» Written instruction
Pick out every line in the records below that contains the word "window", and copy each one.

[START OF Records to process]

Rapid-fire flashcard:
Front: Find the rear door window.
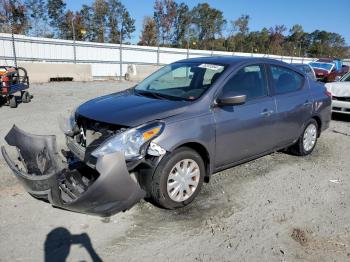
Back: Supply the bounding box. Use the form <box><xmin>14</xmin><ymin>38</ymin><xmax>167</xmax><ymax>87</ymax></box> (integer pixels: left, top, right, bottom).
<box><xmin>270</xmin><ymin>65</ymin><xmax>304</xmax><ymax>95</ymax></box>
<box><xmin>223</xmin><ymin>65</ymin><xmax>268</xmax><ymax>100</ymax></box>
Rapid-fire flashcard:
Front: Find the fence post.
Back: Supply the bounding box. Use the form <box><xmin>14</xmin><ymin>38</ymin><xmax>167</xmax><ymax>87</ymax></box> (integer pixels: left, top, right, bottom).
<box><xmin>119</xmin><ymin>22</ymin><xmax>123</xmax><ymax>81</ymax></box>
<box><xmin>11</xmin><ymin>18</ymin><xmax>17</xmax><ymax>67</ymax></box>
<box><xmin>157</xmin><ymin>44</ymin><xmax>160</xmax><ymax>65</ymax></box>
<box><xmin>72</xmin><ymin>17</ymin><xmax>77</xmax><ymax>64</ymax></box>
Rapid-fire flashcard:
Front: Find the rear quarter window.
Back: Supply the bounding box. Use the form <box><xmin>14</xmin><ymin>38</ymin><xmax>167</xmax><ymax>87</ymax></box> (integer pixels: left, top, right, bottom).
<box><xmin>270</xmin><ymin>65</ymin><xmax>304</xmax><ymax>95</ymax></box>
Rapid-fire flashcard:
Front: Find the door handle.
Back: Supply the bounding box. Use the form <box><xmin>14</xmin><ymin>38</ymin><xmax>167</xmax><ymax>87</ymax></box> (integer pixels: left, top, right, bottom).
<box><xmin>304</xmin><ymin>100</ymin><xmax>312</xmax><ymax>106</ymax></box>
<box><xmin>260</xmin><ymin>109</ymin><xmax>273</xmax><ymax>116</ymax></box>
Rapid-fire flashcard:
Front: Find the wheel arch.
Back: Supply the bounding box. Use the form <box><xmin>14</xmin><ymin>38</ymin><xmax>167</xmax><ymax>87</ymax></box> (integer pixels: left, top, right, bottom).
<box><xmin>311</xmin><ymin>115</ymin><xmax>322</xmax><ymax>137</ymax></box>
<box><xmin>173</xmin><ymin>142</ymin><xmax>212</xmax><ymax>183</ymax></box>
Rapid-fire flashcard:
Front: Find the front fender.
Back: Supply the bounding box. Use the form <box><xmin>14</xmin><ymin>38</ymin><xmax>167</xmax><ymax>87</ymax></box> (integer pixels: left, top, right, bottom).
<box><xmin>1</xmin><ymin>126</ymin><xmax>145</xmax><ymax>216</ymax></box>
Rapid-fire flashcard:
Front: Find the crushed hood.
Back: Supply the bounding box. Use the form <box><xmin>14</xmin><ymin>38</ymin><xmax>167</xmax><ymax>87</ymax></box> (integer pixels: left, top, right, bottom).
<box><xmin>326</xmin><ymin>82</ymin><xmax>350</xmax><ymax>97</ymax></box>
<box><xmin>76</xmin><ymin>89</ymin><xmax>189</xmax><ymax>127</ymax></box>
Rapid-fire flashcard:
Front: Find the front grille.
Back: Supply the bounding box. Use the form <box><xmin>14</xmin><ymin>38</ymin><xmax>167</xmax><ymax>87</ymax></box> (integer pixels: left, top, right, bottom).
<box><xmin>332</xmin><ymin>96</ymin><xmax>350</xmax><ymax>102</ymax></box>
<box><xmin>75</xmin><ymin>116</ymin><xmax>127</xmax><ymax>147</ymax></box>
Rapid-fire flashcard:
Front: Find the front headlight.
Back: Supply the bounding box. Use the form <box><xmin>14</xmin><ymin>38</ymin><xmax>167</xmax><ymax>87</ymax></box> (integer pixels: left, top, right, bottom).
<box><xmin>91</xmin><ymin>122</ymin><xmax>164</xmax><ymax>160</ymax></box>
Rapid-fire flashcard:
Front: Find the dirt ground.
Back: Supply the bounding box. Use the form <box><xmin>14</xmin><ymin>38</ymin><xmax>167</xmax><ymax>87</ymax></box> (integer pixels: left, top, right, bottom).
<box><xmin>0</xmin><ymin>82</ymin><xmax>350</xmax><ymax>261</ymax></box>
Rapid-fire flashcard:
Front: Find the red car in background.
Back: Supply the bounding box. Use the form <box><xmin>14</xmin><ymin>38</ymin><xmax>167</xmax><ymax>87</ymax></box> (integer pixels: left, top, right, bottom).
<box><xmin>309</xmin><ymin>58</ymin><xmax>350</xmax><ymax>83</ymax></box>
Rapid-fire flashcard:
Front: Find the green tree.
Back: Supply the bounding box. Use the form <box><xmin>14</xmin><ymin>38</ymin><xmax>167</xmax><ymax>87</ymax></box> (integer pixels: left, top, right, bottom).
<box><xmin>92</xmin><ymin>0</ymin><xmax>108</xmax><ymax>43</ymax></box>
<box><xmin>229</xmin><ymin>15</ymin><xmax>250</xmax><ymax>52</ymax></box>
<box><xmin>308</xmin><ymin>30</ymin><xmax>348</xmax><ymax>58</ymax></box>
<box><xmin>47</xmin><ymin>0</ymin><xmax>66</xmax><ymax>37</ymax></box>
<box><xmin>138</xmin><ymin>16</ymin><xmax>157</xmax><ymax>46</ymax></box>
<box><xmin>269</xmin><ymin>25</ymin><xmax>287</xmax><ymax>55</ymax></box>
<box><xmin>25</xmin><ymin>0</ymin><xmax>50</xmax><ymax>37</ymax></box>
<box><xmin>153</xmin><ymin>0</ymin><xmax>177</xmax><ymax>46</ymax></box>
<box><xmin>0</xmin><ymin>0</ymin><xmax>28</xmax><ymax>34</ymax></box>
<box><xmin>191</xmin><ymin>3</ymin><xmax>226</xmax><ymax>49</ymax></box>
<box><xmin>172</xmin><ymin>3</ymin><xmax>191</xmax><ymax>47</ymax></box>
<box><xmin>79</xmin><ymin>5</ymin><xmax>95</xmax><ymax>41</ymax></box>
<box><xmin>107</xmin><ymin>0</ymin><xmax>135</xmax><ymax>43</ymax></box>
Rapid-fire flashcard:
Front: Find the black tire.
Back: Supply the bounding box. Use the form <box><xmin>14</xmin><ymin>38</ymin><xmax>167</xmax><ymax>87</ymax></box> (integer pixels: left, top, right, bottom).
<box><xmin>9</xmin><ymin>96</ymin><xmax>17</xmax><ymax>108</ymax></box>
<box><xmin>146</xmin><ymin>147</ymin><xmax>205</xmax><ymax>209</ymax></box>
<box><xmin>289</xmin><ymin>119</ymin><xmax>319</xmax><ymax>156</ymax></box>
<box><xmin>22</xmin><ymin>91</ymin><xmax>31</xmax><ymax>103</ymax></box>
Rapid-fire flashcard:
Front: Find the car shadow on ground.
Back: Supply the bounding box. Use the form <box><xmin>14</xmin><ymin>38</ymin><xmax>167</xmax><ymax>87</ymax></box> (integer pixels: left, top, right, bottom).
<box><xmin>332</xmin><ymin>113</ymin><xmax>350</xmax><ymax>122</ymax></box>
<box><xmin>44</xmin><ymin>227</ymin><xmax>102</xmax><ymax>262</ymax></box>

[END OF Records to process]

» Output of the task
Front: Find the rear door window.
Front: Find the rear quarter window.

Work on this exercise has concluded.